#### [課題 A]
プラズマスプレー装置に関するページから、「プラズマスプレー装置および方法」から「ャネルの出口から出力される。」に至るまでをすべて、一字一句たがえずに引用してください。

#### [ページ]
説明

プラズマスプレー装置および方法

プラズマスプレーの装置および方法が開示されている。この装置は、カソードと、アノードと、アノードおよび中間電極によって形成されたプラズマチャネルと、1台以上の流動性材料インジェクタとを備える。プラズマチャネルは、プラズマチャネルを、少なくとも1個の中間電極により形成されたカソード付近の高圧部と、アノード付近の低圧部とに分割する絞り部を有する。動作中に、プラズマ生成ガスは、カソードとアノードとの間に保持されたアークによって加熱され、プラズマを形成する。プラズマが絞り部を通過するとき、プラズマの速度は超音速に増加し、同時にプラズマの静圧が減少する。流動性材料は低圧部内のプラズマ流に注入される。流動性材料中の粒子はプラズマによって加熱され、結果として生じる加熱粒子およびプラズマはプラズマチャネルの出口から出力される。

#### [入力レコード]

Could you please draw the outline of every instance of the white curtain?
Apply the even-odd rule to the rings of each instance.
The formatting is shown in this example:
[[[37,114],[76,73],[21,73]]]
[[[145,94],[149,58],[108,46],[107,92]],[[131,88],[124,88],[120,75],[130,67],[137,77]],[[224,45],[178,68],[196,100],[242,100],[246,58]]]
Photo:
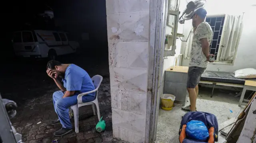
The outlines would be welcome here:
[[[242,15],[226,14],[217,60],[232,62],[242,29]]]

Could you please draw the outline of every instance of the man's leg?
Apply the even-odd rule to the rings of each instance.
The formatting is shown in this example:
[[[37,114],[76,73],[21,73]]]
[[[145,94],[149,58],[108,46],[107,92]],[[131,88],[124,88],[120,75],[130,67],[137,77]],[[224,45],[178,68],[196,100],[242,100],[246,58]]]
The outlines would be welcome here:
[[[187,81],[187,89],[188,92],[190,105],[187,107],[182,108],[183,110],[196,111],[196,98],[198,94],[198,84],[200,80],[201,75],[205,68],[197,67],[190,67],[188,72],[188,80]]]
[[[197,96],[198,95],[198,84],[196,84],[195,88],[196,89],[196,96]]]
[[[69,118],[69,108],[77,103],[77,95],[65,97],[59,99],[55,103],[57,114],[62,125],[62,127],[68,129],[72,129],[72,124]]]
[[[53,101],[53,106],[54,107],[54,110],[55,112],[57,113],[56,111],[56,108],[55,107],[55,103],[57,102],[57,100],[60,99],[61,99],[62,96],[64,95],[64,93],[62,91],[57,91],[55,92],[52,94],[52,101]]]
[[[189,100],[190,102],[190,111],[196,111],[196,92],[195,88],[187,88],[189,96]]]

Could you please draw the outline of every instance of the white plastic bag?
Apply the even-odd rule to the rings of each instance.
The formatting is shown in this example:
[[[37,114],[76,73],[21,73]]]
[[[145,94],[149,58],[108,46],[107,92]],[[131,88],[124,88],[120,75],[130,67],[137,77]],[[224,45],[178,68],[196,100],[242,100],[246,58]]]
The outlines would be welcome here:
[[[256,78],[256,69],[252,68],[241,69],[236,71],[235,77],[238,78]]]

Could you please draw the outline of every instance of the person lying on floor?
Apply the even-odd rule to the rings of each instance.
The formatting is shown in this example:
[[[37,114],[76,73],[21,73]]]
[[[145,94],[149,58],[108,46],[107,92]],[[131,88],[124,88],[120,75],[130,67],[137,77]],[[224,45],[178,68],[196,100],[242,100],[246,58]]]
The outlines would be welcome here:
[[[77,103],[78,94],[95,89],[92,81],[88,73],[80,67],[72,64],[64,64],[52,60],[47,63],[46,72],[52,78],[60,89],[52,95],[53,105],[58,119],[52,121],[52,125],[61,123],[62,127],[55,131],[54,135],[61,136],[72,131],[69,108]],[[62,79],[63,82],[58,79]],[[95,93],[84,96],[83,102],[92,101],[95,98]]]

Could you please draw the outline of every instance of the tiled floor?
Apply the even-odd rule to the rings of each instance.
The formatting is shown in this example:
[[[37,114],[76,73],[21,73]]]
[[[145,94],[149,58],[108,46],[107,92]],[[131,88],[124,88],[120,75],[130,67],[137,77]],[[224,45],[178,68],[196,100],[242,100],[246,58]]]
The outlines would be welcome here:
[[[210,97],[211,89],[202,88],[199,90],[196,105],[200,111],[209,112],[217,117],[218,123],[232,117],[237,117],[242,108],[238,106],[240,97],[234,97],[228,90],[215,89],[213,97]],[[187,98],[186,106],[189,104]],[[230,109],[233,112],[231,113]],[[179,134],[182,116],[186,113],[181,106],[176,106],[171,111],[159,110],[156,143],[179,143]]]

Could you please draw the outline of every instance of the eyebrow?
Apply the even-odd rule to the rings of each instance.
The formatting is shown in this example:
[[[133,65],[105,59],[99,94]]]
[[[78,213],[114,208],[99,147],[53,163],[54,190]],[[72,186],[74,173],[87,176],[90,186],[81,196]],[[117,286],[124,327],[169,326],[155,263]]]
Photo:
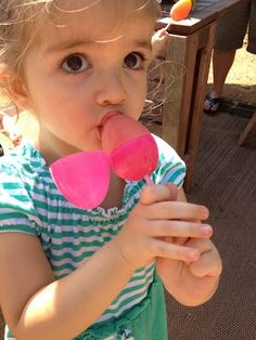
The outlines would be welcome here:
[[[88,41],[85,41],[85,40],[63,40],[63,41],[59,41],[56,43],[53,43],[53,44],[49,44],[47,48],[46,48],[46,52],[59,52],[59,51],[68,51],[68,50],[73,50],[75,48],[79,48],[79,47],[87,47],[87,48],[91,48],[92,45],[95,45],[98,43],[106,43],[106,42],[113,42],[113,41],[116,41],[118,40],[120,37],[117,37],[115,39],[111,39],[111,40],[98,40],[98,41],[92,41],[92,40],[88,40]],[[148,40],[133,40],[132,41],[132,47],[135,48],[143,48],[143,49],[146,49],[149,51],[152,50],[152,44],[150,41]]]

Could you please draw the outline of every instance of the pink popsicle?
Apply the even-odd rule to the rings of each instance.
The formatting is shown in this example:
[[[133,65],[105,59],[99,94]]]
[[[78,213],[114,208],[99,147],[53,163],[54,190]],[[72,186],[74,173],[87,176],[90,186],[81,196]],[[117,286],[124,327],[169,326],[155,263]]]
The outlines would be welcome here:
[[[102,127],[102,146],[112,170],[129,181],[150,181],[158,162],[158,149],[148,129],[131,117],[113,113]]]

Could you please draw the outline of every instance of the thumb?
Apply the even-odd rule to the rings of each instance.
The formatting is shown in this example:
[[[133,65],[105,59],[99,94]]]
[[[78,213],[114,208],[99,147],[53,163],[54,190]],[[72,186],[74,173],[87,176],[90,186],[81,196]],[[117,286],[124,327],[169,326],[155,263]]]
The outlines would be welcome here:
[[[164,200],[177,200],[178,197],[178,187],[168,183],[166,185],[156,185],[151,184],[146,185],[140,196],[140,201],[143,205],[152,205],[157,201]]]
[[[152,205],[157,201],[169,200],[170,191],[165,185],[150,184],[141,192],[140,201],[143,205]]]

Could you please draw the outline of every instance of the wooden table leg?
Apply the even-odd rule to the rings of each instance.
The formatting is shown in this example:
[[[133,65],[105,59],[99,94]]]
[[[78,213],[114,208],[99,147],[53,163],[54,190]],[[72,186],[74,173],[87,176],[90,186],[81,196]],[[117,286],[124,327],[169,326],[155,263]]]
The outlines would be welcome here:
[[[192,185],[195,172],[215,30],[216,22],[212,22],[190,36],[171,35],[166,47],[166,60],[170,63],[166,66],[163,139],[187,162],[185,191]],[[168,87],[171,75],[174,80]]]

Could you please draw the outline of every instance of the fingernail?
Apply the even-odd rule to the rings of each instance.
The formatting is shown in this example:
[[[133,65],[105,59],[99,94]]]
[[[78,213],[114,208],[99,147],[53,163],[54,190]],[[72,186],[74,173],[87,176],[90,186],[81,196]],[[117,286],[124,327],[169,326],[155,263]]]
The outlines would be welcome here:
[[[199,253],[197,250],[192,249],[192,250],[190,250],[189,256],[190,256],[190,260],[193,261],[193,260],[197,260],[199,259],[200,253]]]
[[[212,234],[212,227],[209,225],[202,225],[200,230],[204,236],[209,236]]]

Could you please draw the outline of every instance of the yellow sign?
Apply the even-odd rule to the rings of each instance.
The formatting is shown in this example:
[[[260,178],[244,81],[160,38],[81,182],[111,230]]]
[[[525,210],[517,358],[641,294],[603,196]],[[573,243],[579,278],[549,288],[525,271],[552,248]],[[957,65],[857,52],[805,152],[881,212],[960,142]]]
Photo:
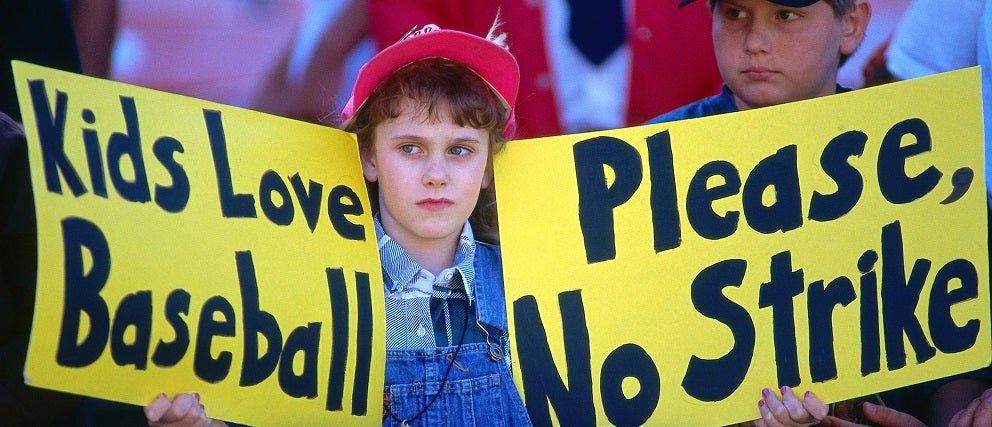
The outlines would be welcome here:
[[[353,135],[13,66],[38,218],[28,384],[379,425],[382,275]]]
[[[515,141],[496,182],[535,424],[723,425],[987,366],[977,69]]]

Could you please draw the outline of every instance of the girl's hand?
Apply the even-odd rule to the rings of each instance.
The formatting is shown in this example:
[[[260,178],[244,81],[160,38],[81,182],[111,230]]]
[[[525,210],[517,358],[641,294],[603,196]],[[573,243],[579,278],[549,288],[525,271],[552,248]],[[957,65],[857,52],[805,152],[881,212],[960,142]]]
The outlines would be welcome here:
[[[159,394],[152,403],[145,406],[145,418],[150,427],[209,427],[223,426],[214,423],[200,403],[199,393],[179,394],[169,400],[165,393]]]
[[[755,421],[757,427],[810,426],[827,417],[827,405],[811,391],[807,391],[802,400],[789,387],[782,387],[781,399],[767,388],[761,390],[761,396],[758,401],[761,418]]]

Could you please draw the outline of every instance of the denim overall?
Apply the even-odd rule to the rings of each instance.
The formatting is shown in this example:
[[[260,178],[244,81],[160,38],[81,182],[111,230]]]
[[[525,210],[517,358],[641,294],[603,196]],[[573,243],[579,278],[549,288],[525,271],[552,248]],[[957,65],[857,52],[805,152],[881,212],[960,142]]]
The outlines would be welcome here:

#### [課題 B]
上記のレコードのうち、文字列「floor」を含む行をもれなく集めて書き出してください。

#### [正解 A]
プラズマスプレー装置および方法

プラズマスプレーの装置および方法が開示されている。この装置は、カソードと、アノードと、アノードおよび中間電極によって形成されたプラズマチャネルと、1台以上の流動性材料インジェクタとを備える。プラズマチャネルは、プラズマチャネルを、少なくとも1個の中間電極により形成されたカソード付近の高圧部と、アノード付近の低圧部とに分割する絞り部を有する。動作中に、プラズマ生成ガスは、カソードとアノードとの間に保持されたアークによって加熱され、プラズマを形成する。プラズマが絞り部を通過するとき、プラズマの速度は超音速に増加し、同時にプラズマの静圧が減少する。流動性材料は低圧部内のプラズマ流に注入される。流動性材料中の粒子はプラズマによって加熱され、結果として生じる加熱粒子およびプラズマはプラズマチャネルの出口から出力される。

#### [正解 B]
Could you please draw the outline of every instance of the person lying on floor?
Could you please draw the outline of every instance of the tiled floor?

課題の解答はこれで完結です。